Most
guys are ashamed to admit to liking prison and getting a
little homesick for it when on the outs, but I will cop. I
like the clean purity of an all-male environment, of
dangerous worlds where you measure your companions in terms
of their courage and fight. I like the calm order of it all,
the end run around pesky existential questions. And I like
the company. No denying that there's never a scarcity of
company Inside. And there's nothing like the kind of company
you're with 24 hours a day, every damn day, for the
duration.
I've never been much for
reunions, but if they had one for my crowd at the main yard
at Chino, I'd show up. We were clumped together by race and
general type of crime while being processed through to the
real joints. It was a great bunch of guys with a camaraderie
I really miss.

List of tasks:
1. Name each thing the writer says "I like" in the passage about prison life.
2. In the passage about prison life, how were the writer's crowd at the main yard at Chino grouped?
3. Carry on the passage about prison life from its last sentence.

Data records:
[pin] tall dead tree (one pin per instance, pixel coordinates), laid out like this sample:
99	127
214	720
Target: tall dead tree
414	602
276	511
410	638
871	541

The replies:
1.
- The clean purity of an all-male environment, of dangerous worlds where you measure your companions in terms of their courage and fight
- The calm order of it all, the end run around pesky existential questions
- The company

2. They were clumped together by race and general type of crime.

3.
Dusty slept in the bunk
above me and he wasn't as big on pranks and jokes and feats
of badness as some of us, but he was a main part of the
group for some reason. He was a lanky, freckled biker with a
wispy beard and the stringy build of a speed-powered
motorcyclist. Everything about him said, "Methaphetamine
MC". But he was quiet and decent and likable, maybe what
you'd call recovering. He was looking at eight years and a
fairly high classification stemming from a contretemps in
which his future ex-partner double-crossed him and Dusty
filed an objection in the form of a Harley Davidson drive
chain slashed around the face and future ex-ears. I got
pretty tight with him after a few weeks.
Tight enough that he
offered to show me his wife's picture. You learn to accept
pictures of other men's women without showing anything in
your face. I don't know how well I did when he handed me the
polaroid of his wedding. Front center, staring into the
camera with dogged optimism, was a nice-looking blonde,
maybe nineteen, in a cheap off-shoulder white sundress that
came to mid-thigh. Behind her was the witness, a large Black
official with striped pants, large pistol, and "Smokey" hat.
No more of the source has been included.